* TASK GOAL
Copy the data from the line holding "[QA Review Pass] The annotator marked bounding boxes for distant" through the end, inclusive, keeping the requests and their format samples unchanged. Scale every bounding-box coordinate in the answers by 2.1 and round each to a whole number, with halves rounded up.

* DATA FOR THE TASK
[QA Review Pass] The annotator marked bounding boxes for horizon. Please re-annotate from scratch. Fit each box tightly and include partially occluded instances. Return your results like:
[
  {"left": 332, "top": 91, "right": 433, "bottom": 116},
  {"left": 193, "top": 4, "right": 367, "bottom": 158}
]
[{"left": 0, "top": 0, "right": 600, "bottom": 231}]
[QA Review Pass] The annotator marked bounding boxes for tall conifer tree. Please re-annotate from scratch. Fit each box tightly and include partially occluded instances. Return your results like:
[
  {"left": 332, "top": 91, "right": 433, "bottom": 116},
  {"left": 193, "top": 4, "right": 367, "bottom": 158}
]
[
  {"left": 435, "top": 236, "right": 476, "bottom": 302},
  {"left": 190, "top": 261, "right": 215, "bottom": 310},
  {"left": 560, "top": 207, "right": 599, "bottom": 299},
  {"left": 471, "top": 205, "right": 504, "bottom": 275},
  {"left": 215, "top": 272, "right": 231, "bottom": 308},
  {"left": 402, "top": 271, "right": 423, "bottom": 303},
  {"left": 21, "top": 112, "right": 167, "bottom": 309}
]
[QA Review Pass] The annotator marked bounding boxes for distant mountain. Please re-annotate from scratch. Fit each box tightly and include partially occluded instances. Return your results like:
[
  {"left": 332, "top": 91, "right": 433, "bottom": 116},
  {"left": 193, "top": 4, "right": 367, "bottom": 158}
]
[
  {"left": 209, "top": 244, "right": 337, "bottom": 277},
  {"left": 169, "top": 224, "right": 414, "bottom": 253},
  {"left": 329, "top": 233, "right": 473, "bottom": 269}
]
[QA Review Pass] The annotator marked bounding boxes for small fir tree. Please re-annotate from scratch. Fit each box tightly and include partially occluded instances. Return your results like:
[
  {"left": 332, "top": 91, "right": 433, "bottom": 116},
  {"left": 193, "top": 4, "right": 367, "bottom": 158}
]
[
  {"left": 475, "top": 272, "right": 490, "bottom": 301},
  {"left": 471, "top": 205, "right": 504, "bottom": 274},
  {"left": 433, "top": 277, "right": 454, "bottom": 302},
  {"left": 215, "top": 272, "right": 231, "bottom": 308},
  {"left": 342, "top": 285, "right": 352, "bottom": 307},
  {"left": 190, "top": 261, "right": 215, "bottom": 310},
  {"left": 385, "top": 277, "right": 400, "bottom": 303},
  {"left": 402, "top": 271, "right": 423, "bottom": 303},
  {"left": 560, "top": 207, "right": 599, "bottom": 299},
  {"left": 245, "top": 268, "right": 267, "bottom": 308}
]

* ANSWER
[QA Review Pass] The annotator marked bounding boxes for distant mountain. Please re-annotate from scratch. Fit each box tightly and include partially occluded instances. Return your results like:
[
  {"left": 332, "top": 91, "right": 433, "bottom": 116},
  {"left": 193, "top": 4, "right": 367, "bottom": 158}
]
[
  {"left": 439, "top": 512, "right": 708, "bottom": 582},
  {"left": 355, "top": 470, "right": 869, "bottom": 531},
  {"left": 691, "top": 489, "right": 993, "bottom": 565}
]
[QA Review Pass] The annotator marked bounding boxes for small fir tree. Please re-annotate from scratch. Fit each box tightly and include partially occluded instances. Return your results like:
[
  {"left": 332, "top": 91, "right": 433, "bottom": 116},
  {"left": 193, "top": 4, "right": 367, "bottom": 158}
]
[
  {"left": 998, "top": 571, "right": 1029, "bottom": 632},
  {"left": 989, "top": 431, "right": 1058, "bottom": 575},
  {"left": 909, "top": 582, "right": 953, "bottom": 634},
  {"left": 452, "top": 571, "right": 485, "bottom": 647},
  {"left": 718, "top": 599, "right": 739, "bottom": 645},
  {"left": 399, "top": 548, "right": 452, "bottom": 651},
  {"left": 809, "top": 582, "right": 840, "bottom": 636},
  {"left": 844, "top": 569, "right": 888, "bottom": 636},
  {"left": 1176, "top": 435, "right": 1258, "bottom": 628},
  {"left": 515, "top": 563, "right": 561, "bottom": 647}
]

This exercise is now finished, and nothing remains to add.